[Work request 1] Write out the portion of the Michael Sheldon biography below starting at "Judge of the Connecticut Superior" and ending at "1949 (age 76)".
[Work request 2] According to the Michael Sheldon biography below, in what year did the University of Connecticut School of Law hire Sheldon as a professor of law?
[Work request 3] Carry on the Michael Sheldon biography below from the point at which it stops.

Judge of the Connecticut Appellate Court
- In office October 20, 2011 – April 1, 2019
- Appointed by: Dan Malloy
- Succeeded by: Robert J. Devlin Jr.

Judge of the Connecticut Superior Court
- In office 1991 – October 20, 2011
- Appointed by: Lowell P. Weicker Jr.

Personal details
- Born: April 6, 1949 (age 76)
- Education: Princeton University (A.B.) Yale Law School (J.D.)

= Michael Sheldon (jurist) =

American judge from Connecticut

Michael R. Sheldon (born April 6, 1949) was a Judge of the Connecticut Appellate Court. He stepped down on April 1, 2019, shortly before reaching the mandatory retirement age of 70 years.

==Education==

Sheldon earned his Bachelor of Arts in Public and International Affairs and a Certificate of Proficiency in Russian Studies from Princeton University in 1971 and his Juris Doctor from Yale Law School in 1974.

==Legal career==

Sheldon participated in the E. Barrett Prettyman Legal Internship Program at the Georgetown University Law Center. In that capacity, he was trained in criminal trial and appellate advocacy while supervising upper-class law students in the representation of criminal defendants in the Law Center's Clinical Programs. In 1976, he was hired by the University of Connecticut School of Law as a professor of law and appointed director of the Criminal Clinic. He worked at the Law School until 1991, teaching courses in criminal law and procedure, establishing and operating the Moot Court Interterm Program, and training and supervising upper-class law students in the representation of criminal defendants in the Trial and Appellate Divisions of the Criminal Clinic.

[Records provided]
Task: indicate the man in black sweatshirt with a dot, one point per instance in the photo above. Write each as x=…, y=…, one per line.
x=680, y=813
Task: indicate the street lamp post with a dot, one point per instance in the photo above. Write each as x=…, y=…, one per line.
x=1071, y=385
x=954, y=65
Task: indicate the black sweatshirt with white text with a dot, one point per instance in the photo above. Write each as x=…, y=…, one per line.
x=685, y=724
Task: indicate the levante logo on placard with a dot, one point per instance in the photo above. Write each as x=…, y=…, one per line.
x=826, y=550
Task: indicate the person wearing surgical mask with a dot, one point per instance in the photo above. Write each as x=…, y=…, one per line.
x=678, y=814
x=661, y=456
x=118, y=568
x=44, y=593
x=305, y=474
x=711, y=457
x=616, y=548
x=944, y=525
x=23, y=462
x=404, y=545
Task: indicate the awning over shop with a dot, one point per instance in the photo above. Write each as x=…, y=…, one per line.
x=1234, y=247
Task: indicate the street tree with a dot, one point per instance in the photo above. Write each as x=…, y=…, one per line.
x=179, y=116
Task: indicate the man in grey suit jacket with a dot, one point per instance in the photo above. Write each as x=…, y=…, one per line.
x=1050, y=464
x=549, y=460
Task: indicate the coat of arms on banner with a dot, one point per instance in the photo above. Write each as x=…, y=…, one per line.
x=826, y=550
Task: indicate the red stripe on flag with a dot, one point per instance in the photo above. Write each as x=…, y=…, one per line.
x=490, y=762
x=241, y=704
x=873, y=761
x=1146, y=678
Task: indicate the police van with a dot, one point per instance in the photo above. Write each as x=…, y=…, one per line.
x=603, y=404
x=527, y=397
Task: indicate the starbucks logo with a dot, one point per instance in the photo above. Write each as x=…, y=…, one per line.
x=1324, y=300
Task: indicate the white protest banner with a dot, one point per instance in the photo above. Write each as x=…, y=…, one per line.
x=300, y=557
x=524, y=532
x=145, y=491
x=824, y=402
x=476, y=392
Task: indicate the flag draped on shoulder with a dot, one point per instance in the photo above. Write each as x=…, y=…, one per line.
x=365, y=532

[Written answer 1]
Judge of the Connecticut Superior Court
- In office 1991 – October 20, 2011
- Appointed by: Lowell P. Weicker Jr.

Personal details
- Born: April 6, 1949 (age 76)

[Written answer 2] 1976

[Written answer 3]
==Superior court service==

He was appointed to the Superior Court by Governor Lowell P. Weicker Jr. in 1991. In his 20 years of service as a Superior Court judge, his assignments included terms in the Civil and Criminal Divisions of the Hartford, New Britain and Litchfield Superior Courts, as well as a four-year term pioneering the Complex Litigation Docket in Waterbury.

==Appellate court service==

He was nominated to the Connecticut Appellate Court by Governor Dan Malloy on October 20, 2011. Sheldon retired from the Appellate Court on April 1, 2019, shortly before reaching the mandatory retirement age of 70. He was succeeded by Judge Robert Devlin.